*Problem*
Proszę odpowiedzieć na podstawie poniższego tekstu:
(a) Do jakiego miasta zmierzała rodzina, która wybrała się automobilem z Warszawy?
(b) W jakim mieście i w jakim miesiącu i roku wspomniany w tekście dziadek po raz pierwszy zobaczył asfalt?
(c) Co tekst wskazuje jako jedyny plus przymusu?

*Podany tekst*

Ale wiesz, że kiedyś benzynę rozlewano z butelek, względnie beczek? Ale było to mniej-więcej w tych samych czasach gdy pewna familia wybrała się automobilem z Warszawy do Lublina, ale w pół drogi się okazało, że było tak grząsko, że nawet podwody nie dały rady wyciągnąć maszyny z błota, więc -- przespawszy się w zajeździe -- poczekano, aż na tyle przeschło, że jakoś dojechali do celu przeznaczenia.
(A mój ś.p. Dziadek, do dziś pamiętam, jak przeżywał, że zdobywanym w marcu 1945 r. Kołobrzegu pierwszy raz w życiu zobaczył asfalt (a także morze) -- bo przecież na Wołyniu nawet dróg brukowanych wszędzie nie było, więc nie było jak pojechać nad morze.)
Naukowcy na pewno pracują pełną parą, wymyślają, opracowują -- to jest wyścig zbrojeń, który ktoś musi wygrać -- a zmiana chyba jest mniej nieprawdopodobna, niż te maluśkie telefony bez drutu, które wszyscy mamy w kieszeniach (i które właściwie są takimi maluśkimi komputerkami, przy użyciu których można takie cuda zdziałać, że twórcom filmu "War Games" by się nie śniło).
Zakazali błota, to teraz cieszymy się asfaltem, a dzięki zakazowi budek telefonicznych mamy dziś w kieszeniach komóry! Tak od dziesięcioleci działa postęp. Prawda? Nie pamiętam tylko czego zakazali, by dolecieć na księżyc ;)
Jedyny plus jaki będzie z tego przymusu, to większa gotowość na wyczerpanie zasobów ropy naftowej. Póki co, z ekonomicznego punktu widzenia nikomu nie opłacało się pakować prywatnych pieniędzy w rozwiązanie tego nadchodzącego problemu, bo ropa jest tania jak barszcz. Drożyzna i ograniczenie mobilności ssie, ale i tak to nas czeka z powyższego_nieuniknionego.
Staram się do życia podchodzić realistycznie, co mimo wszystkich zdarzeń oznacza umiarkowany optymizm.

*Dane wejściowe*
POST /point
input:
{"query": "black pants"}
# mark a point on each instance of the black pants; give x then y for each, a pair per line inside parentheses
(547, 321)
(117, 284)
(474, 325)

*Wynik ćwiczenia*
(a) Do Lublina.
(b) W Kołobrzegu, w marcu 1945 r.
(c) Większą gotowość na wyczerpanie zasobów ropy naftowej.